[WRITTEN REQUEST A]: Using the passage on the computer equipment lease, decide whether each statement agrees with it: (i) the lease term was 62 months; (ii) Chemlease consented to the assignment of the lease to Brace Company; (iii) the lease payments stopped when Brace Company went out of business in the fall of 1977. For each, answer yes or no and quote the deciding words.
[WRITTEN REQUEST B]: According to the passage on the computer equipment lease, who told Chemlease in November of 1978 that the equipment had been left on the premises?

[PAGE TEXT]:
In October of 1975, Brace, Inc. entered into a 62-month lease for computer equipment with Chemlease. Monthly payments *432 were $500.48, for a total of $29,836.26 over the lease term. Brace, Inc. had an option to buy the equipment for $1 at the end of the lease. The price of the equipment was $20,477.83. Contemporaneously with the execution of the lease, Charles and Clayton Brace executed personal guaranties of the lessee's payment obligation. In June of 1977, Brace, Inc. went out of business, but a business called Brace Company continued to do business at the former business address of Brace, Inc. Brace Company assumed and paid the monthly computer lease obligation. Chemlease was not informed of the change in lessee and did not consent to any assignment of the lease. The Brace Company, in turn, went out of business in the fall of 1977. However, the lease payments were made through October of 1978. In November of 1978, Chemlease was informed by Gamet Manufacturing (Gamet), the new tenant of the premises where the computer equipment was located, that the equipment had been left on the premises and requested disposition instructions.

[PROVIDED DATA]:

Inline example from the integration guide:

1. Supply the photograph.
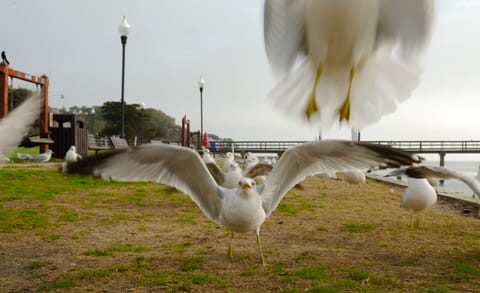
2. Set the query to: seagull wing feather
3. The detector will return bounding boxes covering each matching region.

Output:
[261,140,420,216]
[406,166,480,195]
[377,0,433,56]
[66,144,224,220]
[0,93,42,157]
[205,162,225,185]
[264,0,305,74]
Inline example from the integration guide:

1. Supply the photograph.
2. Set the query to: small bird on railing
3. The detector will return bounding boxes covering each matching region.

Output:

==

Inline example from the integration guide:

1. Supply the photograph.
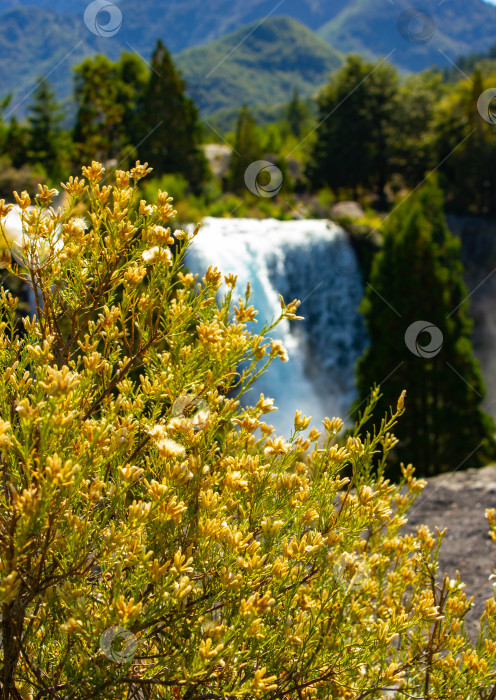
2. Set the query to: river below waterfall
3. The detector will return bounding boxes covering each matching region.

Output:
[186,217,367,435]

[FINAL RESULT A]:
(i) Yes: "entered into a 62-month lease for computer equipment with Chemlease"
(ii) No: "Chemlease was not informed of the change in lessee and did not consent to any assignment of the lease"
(iii) No: "However, the lease payments were made through October of 1978."

[FINAL RESULT B]: Gamet Manufacturing, the new tenant of the premises where the equipment was located.